* **WRITTEN INSTRUCTION A**
In the listing, switch "black tire" to "dark tire" in the lines from the line with "of front wheel." to the line with "[245,270,347,378]", and give those lines again with nothing else changed.

* **PASSAGE TO READ**
§
Mobile, open to transformation, always available, modern employees are undergoing a similar process of depersonalization. The techniques that teach adaptability, popularized by ‘New Age’ workshops, aim to create indefinitely mutable individuals, free from any intellectual or emotional rigidity. Freed from the shackles of belonging, loyalty, and rigid codes of behaviour, the modern individual is thus ready to take his place in a system of generalized transactions within which he or she can univocally and unambiguously be given an exchange value.
The gradual digitization of microsociological functioning, already well advanced in the United States, had lagged significantly behind in Western Europe, as the novels of Marcel Proust testify. It took several decades to completely filter out the symbolic meanings added onto the different professions, whether these meanings were laudatory (church, education) or deprecatory (advertising, prostitution). At the end of this decanting, it became possible to establish a precise hierarchy between different social statuses on the basis of two simple numerical criteria: annual income and number of hours worked.
In people’s love lives, too, the parameters of sexual exchange had long been dependent on a lyrical, impressionistic, unreliable system of description. Once again, the first serious attempt to define standards came from the United States of America. Based on simple and objectively verifiable criteria (age – height – weight – hip-waist-chest sizes for women; age – height – weight – size of the erect penis for men), it was first popularized by the porn industry, soon followed by women’s magazines. While the simplified economic hierarchy was sporadically the object of protest over a long period (with movements in favour of ‘social justice’), it should be noted that the erotic hierarchy, perceived as more natural, was quickly internalized and immediately met with a broad consensus.
Now able to define themselves by a brief collection of numerical parameters, freed from the thoughts of Being that had long hampered the fluidity of their mental movements, Western human beings – at least the youngest – were thus able to adapt to the technological changes affecting their societies, changes that in turn led to extensive economic, psychological and social transformations.
Towards the end of the Second World War, the simulation of medium and long-range missile trajectories, and the modelling of fissile reactions inside the atomic nucleus, created a need for more powerful algorithmic and numerical computations. Thanks in part to the theoretical work of John von Neumann, the first computers were born.
At that time, office work was characterized by a standardization and rationalization that were far less advanced than they were in industrial production. The application of the first computers to management tasks immediately resulted in the disappearance of all freedom and flexibility in the implementation of working procedures – in short, in a brutal proletarianization of the class of employees.
In the same years, with a comic belatedness, European literature found itself confronted with a new tool: the typewriter. Indefinite and varied work on the manuscript (with its additions, references and footnotes) disappeared in favour of a more linear and flatter writing; there was a de facto alignment with the standards of American detective novels and journalism (hence the appearance of the myth of the Underwood typewriter – Hemingway’s success).2 This degradation of the image of literature led many young people with a ‘creative’ temperament to move towards the more rewarding paths of cinema and song (ultimately dead ends; indeed, the American entertainment industry was soon to begin the process of destroying local entertainment industries – a process that is now coming to an end).
§
* **WRITTEN INSTRUCTION B**
Write out the passage on modern society word for word from "In the same" to "to an end).".

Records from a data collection
§
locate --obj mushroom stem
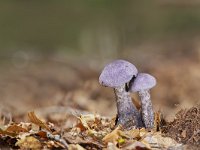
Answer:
[114,84,143,129]
[139,90,154,129]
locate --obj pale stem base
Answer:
[139,90,154,129]
[114,84,144,129]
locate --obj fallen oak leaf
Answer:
[15,136,42,150]
[0,128,17,137]
[102,126,120,143]
[28,112,51,131]
[68,144,85,150]
[5,124,28,134]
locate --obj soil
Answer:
[162,105,200,146]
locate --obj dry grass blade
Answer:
[28,112,51,131]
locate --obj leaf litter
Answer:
[0,108,192,150]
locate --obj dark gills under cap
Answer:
[99,60,138,88]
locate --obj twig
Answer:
[45,131,69,149]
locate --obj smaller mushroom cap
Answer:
[130,73,156,92]
[99,60,138,88]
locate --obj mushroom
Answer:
[99,60,143,129]
[129,73,156,129]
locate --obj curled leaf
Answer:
[28,112,51,131]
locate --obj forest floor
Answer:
[0,56,200,150]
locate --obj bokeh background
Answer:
[0,0,200,120]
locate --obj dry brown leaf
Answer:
[5,124,28,134]
[28,112,51,131]
[102,126,120,143]
[68,144,85,150]
[141,132,180,148]
[15,136,42,150]
[122,141,150,150]
[0,128,17,137]
[181,130,187,138]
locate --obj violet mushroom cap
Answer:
[99,60,143,129]
[99,60,138,88]
[130,73,156,92]
[129,73,156,128]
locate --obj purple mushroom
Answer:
[99,60,143,129]
[129,73,156,128]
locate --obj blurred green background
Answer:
[0,0,200,60]
[0,0,200,118]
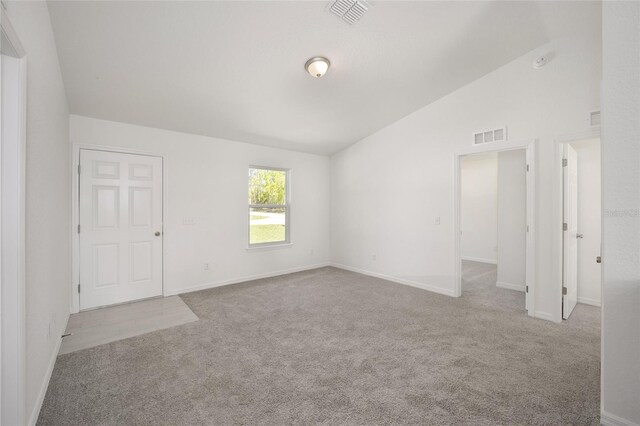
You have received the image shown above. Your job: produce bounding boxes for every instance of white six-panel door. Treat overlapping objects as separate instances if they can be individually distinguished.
[79,149,162,309]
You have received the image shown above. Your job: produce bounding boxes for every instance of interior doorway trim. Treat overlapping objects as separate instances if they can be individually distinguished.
[453,139,536,319]
[551,127,604,321]
[69,144,169,314]
[0,7,28,424]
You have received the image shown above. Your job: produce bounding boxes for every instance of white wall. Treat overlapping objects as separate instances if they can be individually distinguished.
[571,139,602,306]
[331,29,601,321]
[460,152,498,263]
[601,2,640,425]
[4,1,71,421]
[496,149,527,291]
[70,115,329,300]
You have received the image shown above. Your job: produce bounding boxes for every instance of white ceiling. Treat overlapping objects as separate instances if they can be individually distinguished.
[49,1,601,154]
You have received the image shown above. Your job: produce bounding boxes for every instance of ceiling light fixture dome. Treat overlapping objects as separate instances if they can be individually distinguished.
[304,56,331,78]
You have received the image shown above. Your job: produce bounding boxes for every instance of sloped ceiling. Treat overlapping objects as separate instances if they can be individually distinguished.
[49,1,601,154]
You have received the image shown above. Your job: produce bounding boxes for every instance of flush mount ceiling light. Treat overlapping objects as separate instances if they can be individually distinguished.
[304,56,331,78]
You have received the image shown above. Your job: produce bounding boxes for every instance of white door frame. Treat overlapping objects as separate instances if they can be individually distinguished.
[453,139,536,317]
[0,8,27,424]
[551,127,604,321]
[70,144,168,314]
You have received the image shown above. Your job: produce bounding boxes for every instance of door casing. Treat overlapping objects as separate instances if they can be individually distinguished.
[70,144,169,314]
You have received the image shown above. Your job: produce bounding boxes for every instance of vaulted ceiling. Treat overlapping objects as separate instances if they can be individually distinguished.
[49,1,601,154]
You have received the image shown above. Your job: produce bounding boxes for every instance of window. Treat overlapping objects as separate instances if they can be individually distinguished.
[249,167,289,247]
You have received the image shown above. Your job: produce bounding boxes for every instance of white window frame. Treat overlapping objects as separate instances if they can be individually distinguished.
[247,165,292,249]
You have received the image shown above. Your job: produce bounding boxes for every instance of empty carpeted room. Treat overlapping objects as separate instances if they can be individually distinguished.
[0,0,640,426]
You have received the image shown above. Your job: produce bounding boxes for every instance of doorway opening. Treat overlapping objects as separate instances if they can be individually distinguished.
[454,142,535,316]
[560,137,602,319]
[0,11,27,424]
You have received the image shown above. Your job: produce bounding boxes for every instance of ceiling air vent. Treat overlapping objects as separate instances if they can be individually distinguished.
[473,127,507,145]
[329,0,369,25]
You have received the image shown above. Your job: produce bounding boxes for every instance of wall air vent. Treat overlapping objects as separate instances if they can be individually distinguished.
[329,0,369,25]
[473,127,507,145]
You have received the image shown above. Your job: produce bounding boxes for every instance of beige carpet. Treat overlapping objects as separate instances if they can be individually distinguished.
[38,268,600,425]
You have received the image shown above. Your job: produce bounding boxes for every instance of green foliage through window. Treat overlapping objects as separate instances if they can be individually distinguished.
[249,169,287,205]
[249,168,289,245]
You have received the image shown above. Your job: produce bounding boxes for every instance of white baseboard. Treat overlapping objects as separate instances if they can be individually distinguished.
[27,314,70,426]
[331,262,455,297]
[533,311,562,322]
[600,411,640,426]
[496,281,525,292]
[578,296,600,307]
[164,262,330,297]
[460,256,498,265]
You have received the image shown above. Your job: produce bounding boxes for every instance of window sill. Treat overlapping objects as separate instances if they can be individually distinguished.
[246,243,293,251]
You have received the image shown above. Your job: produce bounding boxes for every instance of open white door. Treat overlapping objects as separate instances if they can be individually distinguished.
[79,149,162,309]
[562,144,578,319]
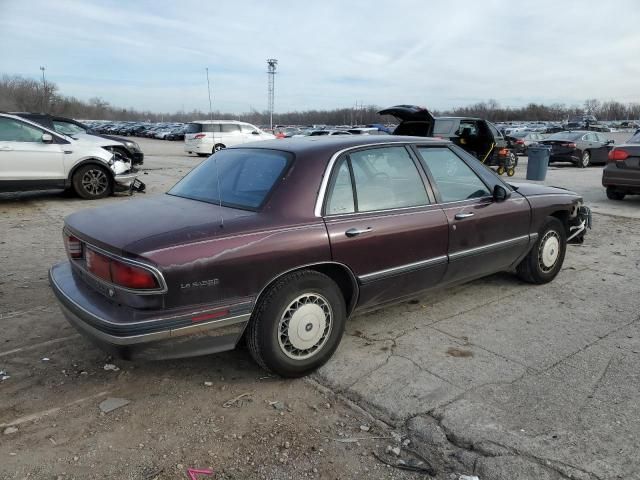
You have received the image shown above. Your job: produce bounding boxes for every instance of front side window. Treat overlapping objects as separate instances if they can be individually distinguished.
[349,147,429,212]
[53,120,85,135]
[169,148,292,210]
[0,117,43,142]
[418,147,490,203]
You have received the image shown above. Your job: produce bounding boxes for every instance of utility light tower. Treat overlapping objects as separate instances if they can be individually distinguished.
[267,58,278,130]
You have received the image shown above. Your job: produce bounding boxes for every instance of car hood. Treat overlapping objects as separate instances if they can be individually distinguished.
[509,182,580,197]
[65,194,266,256]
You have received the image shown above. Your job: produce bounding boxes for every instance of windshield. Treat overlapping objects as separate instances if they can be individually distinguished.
[545,132,583,140]
[169,148,293,210]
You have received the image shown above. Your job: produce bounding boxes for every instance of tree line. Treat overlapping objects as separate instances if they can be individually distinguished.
[0,75,640,125]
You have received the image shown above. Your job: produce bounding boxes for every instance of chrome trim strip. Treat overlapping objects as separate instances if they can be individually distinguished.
[314,140,422,217]
[63,228,169,295]
[449,235,531,261]
[358,255,448,283]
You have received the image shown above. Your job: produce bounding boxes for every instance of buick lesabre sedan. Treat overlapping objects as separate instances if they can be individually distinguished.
[50,136,590,377]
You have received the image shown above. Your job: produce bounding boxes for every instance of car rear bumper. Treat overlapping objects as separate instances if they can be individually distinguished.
[602,163,640,191]
[49,262,251,360]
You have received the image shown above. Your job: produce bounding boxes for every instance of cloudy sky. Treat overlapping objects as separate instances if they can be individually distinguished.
[0,0,640,112]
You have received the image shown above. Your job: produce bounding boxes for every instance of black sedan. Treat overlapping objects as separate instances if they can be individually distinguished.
[540,130,613,168]
[602,131,640,200]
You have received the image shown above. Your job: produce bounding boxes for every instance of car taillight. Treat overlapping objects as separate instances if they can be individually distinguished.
[86,248,160,290]
[86,248,111,282]
[64,233,82,258]
[609,148,629,162]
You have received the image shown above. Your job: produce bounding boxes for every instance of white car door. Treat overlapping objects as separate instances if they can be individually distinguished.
[0,117,66,185]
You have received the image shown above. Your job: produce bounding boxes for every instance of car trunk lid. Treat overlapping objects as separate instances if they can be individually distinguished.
[378,105,435,137]
[65,194,257,256]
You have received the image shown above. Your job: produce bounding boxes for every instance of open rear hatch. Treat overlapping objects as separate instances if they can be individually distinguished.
[378,105,434,137]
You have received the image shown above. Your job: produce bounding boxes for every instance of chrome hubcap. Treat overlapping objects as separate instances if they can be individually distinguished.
[278,293,333,360]
[538,231,560,273]
[82,169,109,195]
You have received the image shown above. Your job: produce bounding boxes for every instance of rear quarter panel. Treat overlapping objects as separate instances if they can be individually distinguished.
[144,221,331,308]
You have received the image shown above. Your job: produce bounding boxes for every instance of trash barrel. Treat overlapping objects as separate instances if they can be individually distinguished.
[527,145,551,180]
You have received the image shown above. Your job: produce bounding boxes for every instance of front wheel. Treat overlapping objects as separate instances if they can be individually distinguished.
[607,187,625,200]
[72,165,113,200]
[516,217,567,284]
[246,270,347,377]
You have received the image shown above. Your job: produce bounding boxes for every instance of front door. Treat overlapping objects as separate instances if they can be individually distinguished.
[0,117,66,186]
[324,146,448,308]
[417,146,531,283]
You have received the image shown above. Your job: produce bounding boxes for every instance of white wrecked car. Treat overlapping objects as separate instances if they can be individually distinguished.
[0,113,144,200]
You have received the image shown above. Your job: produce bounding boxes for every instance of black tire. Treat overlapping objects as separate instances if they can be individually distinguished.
[72,164,113,200]
[516,217,567,285]
[578,150,591,168]
[607,187,626,200]
[245,270,347,378]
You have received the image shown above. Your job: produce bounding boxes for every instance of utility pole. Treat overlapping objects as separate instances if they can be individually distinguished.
[40,67,47,113]
[267,58,278,130]
[205,67,213,120]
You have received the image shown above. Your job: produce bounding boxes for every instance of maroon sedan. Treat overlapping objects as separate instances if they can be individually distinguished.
[50,136,590,376]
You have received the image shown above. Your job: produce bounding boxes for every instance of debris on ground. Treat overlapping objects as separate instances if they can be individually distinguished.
[98,397,131,413]
[386,445,400,457]
[222,392,253,408]
[269,400,287,412]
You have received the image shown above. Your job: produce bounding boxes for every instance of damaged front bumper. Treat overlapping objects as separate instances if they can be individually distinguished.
[567,205,593,243]
[111,160,146,193]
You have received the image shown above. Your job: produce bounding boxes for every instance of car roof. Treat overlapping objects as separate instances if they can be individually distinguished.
[228,135,444,156]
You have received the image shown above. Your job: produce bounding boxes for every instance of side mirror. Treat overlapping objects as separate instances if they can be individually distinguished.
[493,185,511,202]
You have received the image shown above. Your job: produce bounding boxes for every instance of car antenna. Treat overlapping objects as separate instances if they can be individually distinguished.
[205,67,224,228]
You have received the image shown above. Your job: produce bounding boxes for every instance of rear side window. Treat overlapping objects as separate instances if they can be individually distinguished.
[169,148,293,210]
[349,147,429,212]
[220,123,240,133]
[418,147,490,203]
[433,119,455,135]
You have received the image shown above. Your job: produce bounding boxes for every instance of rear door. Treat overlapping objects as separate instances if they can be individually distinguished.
[323,146,448,308]
[416,146,531,283]
[0,117,66,187]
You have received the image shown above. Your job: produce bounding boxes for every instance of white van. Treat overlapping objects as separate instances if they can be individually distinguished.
[184,120,276,157]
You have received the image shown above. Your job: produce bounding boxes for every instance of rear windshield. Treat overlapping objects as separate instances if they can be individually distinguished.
[545,132,583,140]
[169,148,293,210]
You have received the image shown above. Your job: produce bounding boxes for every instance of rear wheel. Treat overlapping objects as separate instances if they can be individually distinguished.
[246,270,347,377]
[580,150,591,168]
[516,217,567,284]
[72,165,113,200]
[607,187,626,200]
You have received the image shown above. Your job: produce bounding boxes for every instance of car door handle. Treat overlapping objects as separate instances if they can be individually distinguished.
[344,227,373,238]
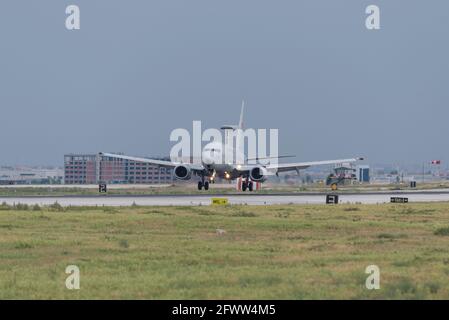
§
* **FINISHED ANSWER A**
You have received the image shown above. Your job: produce bounding boxes for every instance of front wheel. Treat overlapping objects as separate instances if they can be individually distinguished.
[607,187,625,200]
[72,165,113,200]
[516,217,567,284]
[246,270,347,377]
You have received the image shown above. Your job: produce bounding boxes for every instance of front door. Treat overlapping objects as separate instances if they can be individually distinguished.
[0,117,66,186]
[324,146,448,308]
[417,146,531,283]
You have received the image shown above. Your job: produce bounding boxes for every instance of white wrecked car. Treat overlapping objects as separate instances if they can be individually distinguished.
[0,113,144,200]
You have received the image shown above. Your job: produce bounding boxes for every instance of dark tire. Treat overlapping objects as separate instances if they can be individually distinguished.
[72,164,113,200]
[516,217,567,285]
[578,150,591,168]
[607,187,626,200]
[245,270,347,378]

* **FINISHED ANSWER B**
In the same years, with a comic belatedness, European literature found itself confronted with a new tool: the typewriter. Indefinite and varied work on the manuscript (with its additions, references and footnotes) disappeared in favour of a more linear and flatter writing; there was a de facto alignment with the standards of American detective novels and journalism (hence the appearance of the myth of the Underwood typewriter – Hemingway’s success).2 This degradation of the image of literature led many young people with a ‘creative’ temperament to move towards the more rewarding paths of cinema and song (ultimately dead ends; indeed, the American entertainment industry was soon to begin the process of destroying local entertainment industries – a process that is now coming to an end).